Rows from a box labeling dataset
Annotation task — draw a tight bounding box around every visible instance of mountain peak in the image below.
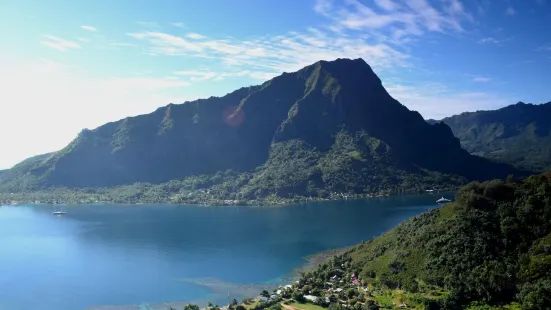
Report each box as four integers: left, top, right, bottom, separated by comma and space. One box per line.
0, 58, 520, 196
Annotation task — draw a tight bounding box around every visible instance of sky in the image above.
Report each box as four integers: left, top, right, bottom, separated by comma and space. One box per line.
0, 0, 551, 169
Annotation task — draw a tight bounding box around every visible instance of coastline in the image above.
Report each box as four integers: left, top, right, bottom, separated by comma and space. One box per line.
0, 186, 459, 208
86, 245, 354, 310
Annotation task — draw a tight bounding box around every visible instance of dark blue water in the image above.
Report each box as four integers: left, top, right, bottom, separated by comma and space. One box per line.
0, 195, 439, 310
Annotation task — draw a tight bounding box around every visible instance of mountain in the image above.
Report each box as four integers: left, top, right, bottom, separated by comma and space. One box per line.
298, 173, 551, 310
432, 102, 551, 171
0, 59, 524, 203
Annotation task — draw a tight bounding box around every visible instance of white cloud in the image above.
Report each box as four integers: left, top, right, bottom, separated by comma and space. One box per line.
375, 0, 399, 11
171, 22, 186, 28
186, 32, 206, 40
536, 45, 551, 52
505, 5, 517, 16
314, 0, 475, 44
473, 76, 492, 83
383, 81, 516, 119
174, 70, 217, 81
40, 35, 80, 52
80, 26, 98, 31
136, 22, 161, 29
0, 59, 197, 168
129, 29, 408, 75
478, 37, 500, 44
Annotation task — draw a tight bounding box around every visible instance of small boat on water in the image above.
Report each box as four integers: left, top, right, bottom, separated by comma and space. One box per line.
52, 209, 67, 215
436, 197, 451, 203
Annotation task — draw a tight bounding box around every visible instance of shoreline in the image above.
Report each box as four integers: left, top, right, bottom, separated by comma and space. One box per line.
0, 187, 459, 208
86, 245, 355, 310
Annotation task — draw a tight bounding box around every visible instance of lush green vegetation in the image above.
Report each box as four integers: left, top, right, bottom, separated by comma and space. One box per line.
332, 174, 551, 309
436, 102, 551, 171
0, 59, 516, 204
160, 173, 551, 310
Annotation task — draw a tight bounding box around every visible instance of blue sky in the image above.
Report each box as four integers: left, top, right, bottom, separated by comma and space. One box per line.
0, 0, 551, 168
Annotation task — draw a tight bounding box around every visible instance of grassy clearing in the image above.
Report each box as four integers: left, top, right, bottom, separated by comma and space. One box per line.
289, 302, 326, 310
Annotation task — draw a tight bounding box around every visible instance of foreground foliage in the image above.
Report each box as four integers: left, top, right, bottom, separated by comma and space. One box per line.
334, 174, 551, 309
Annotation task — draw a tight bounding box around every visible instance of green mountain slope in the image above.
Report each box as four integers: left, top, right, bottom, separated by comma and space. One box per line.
0, 59, 524, 203
434, 102, 551, 171
301, 173, 551, 309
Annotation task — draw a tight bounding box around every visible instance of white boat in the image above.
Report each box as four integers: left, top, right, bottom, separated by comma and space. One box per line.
52, 209, 67, 215
436, 197, 451, 203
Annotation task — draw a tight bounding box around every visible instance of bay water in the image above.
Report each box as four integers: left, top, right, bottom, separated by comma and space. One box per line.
0, 195, 448, 310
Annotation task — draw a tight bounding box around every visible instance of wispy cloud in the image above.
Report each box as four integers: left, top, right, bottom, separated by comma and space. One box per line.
478, 37, 501, 44
315, 0, 474, 43
0, 58, 198, 168
80, 25, 98, 31
383, 82, 515, 119
40, 35, 80, 52
375, 0, 399, 11
136, 22, 161, 29
186, 32, 206, 40
171, 22, 186, 28
128, 28, 408, 75
174, 70, 217, 81
505, 5, 517, 16
473, 76, 492, 83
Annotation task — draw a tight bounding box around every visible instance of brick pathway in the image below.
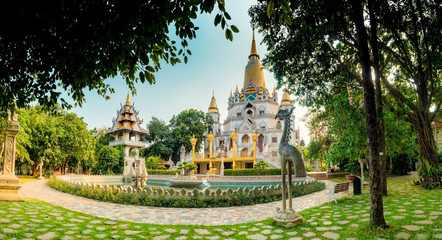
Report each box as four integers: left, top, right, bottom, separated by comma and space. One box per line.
19, 180, 345, 225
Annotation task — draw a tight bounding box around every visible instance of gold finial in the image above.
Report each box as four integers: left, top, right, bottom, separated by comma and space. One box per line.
281, 89, 292, 105
124, 92, 132, 106
209, 91, 218, 113
249, 25, 259, 59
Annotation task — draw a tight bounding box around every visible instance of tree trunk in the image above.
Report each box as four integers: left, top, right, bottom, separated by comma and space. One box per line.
368, 0, 387, 196
413, 112, 442, 184
350, 0, 387, 227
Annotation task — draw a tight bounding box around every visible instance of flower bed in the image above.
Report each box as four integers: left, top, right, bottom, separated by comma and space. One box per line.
48, 178, 325, 208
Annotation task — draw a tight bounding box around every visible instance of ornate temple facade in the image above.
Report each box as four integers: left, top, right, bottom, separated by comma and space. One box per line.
204, 28, 300, 169
107, 94, 147, 179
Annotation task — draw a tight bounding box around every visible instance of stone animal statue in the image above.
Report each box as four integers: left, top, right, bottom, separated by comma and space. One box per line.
275, 107, 306, 213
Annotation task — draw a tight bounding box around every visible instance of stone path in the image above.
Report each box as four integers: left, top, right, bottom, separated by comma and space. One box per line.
19, 180, 345, 226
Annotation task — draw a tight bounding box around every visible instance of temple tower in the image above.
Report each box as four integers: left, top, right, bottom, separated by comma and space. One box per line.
108, 94, 147, 180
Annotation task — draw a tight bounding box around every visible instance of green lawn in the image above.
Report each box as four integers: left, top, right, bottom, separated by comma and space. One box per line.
0, 179, 442, 240
18, 177, 38, 184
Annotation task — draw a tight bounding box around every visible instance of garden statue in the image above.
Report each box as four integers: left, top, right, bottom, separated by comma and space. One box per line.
130, 159, 147, 188
0, 109, 22, 201
273, 107, 306, 227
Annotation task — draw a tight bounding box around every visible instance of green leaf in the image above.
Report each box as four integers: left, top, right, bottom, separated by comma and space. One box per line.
230, 25, 239, 33
146, 66, 155, 72
284, 13, 292, 26
281, 0, 292, 13
213, 14, 221, 26
139, 72, 146, 83
267, 0, 275, 17
224, 12, 232, 20
226, 29, 233, 41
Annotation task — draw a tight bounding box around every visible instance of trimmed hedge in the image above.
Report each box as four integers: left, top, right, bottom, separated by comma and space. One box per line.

Exercise brief - Echo the lines above verbatim, everything from the line containing "vegetation in the image above." down to the line containing "289, 302, 326, 310", including both.

Exercise solution -
Annotation task — draw a tight bounding box around every visible instance of lush green vegetation in the image above.
Report each box as four integers: left, top, right, bottom, separated by comma and space. One box per line.
332, 174, 551, 309
436, 102, 551, 171
0, 59, 516, 204
160, 173, 551, 310
Annotation task — draw a tight bounding box around every visible instance of blue sky in the image above.
Report each box as four integers: left, top, right, bottom, separated by comma and space. One box per line.
0, 0, 551, 168
Annotation task — draw a tight bounding box around every visible instance of grassy clearing in the image above.
Report each box as four integers: left, top, right, bottom, separated by comma and space. One box per line.
289, 302, 326, 310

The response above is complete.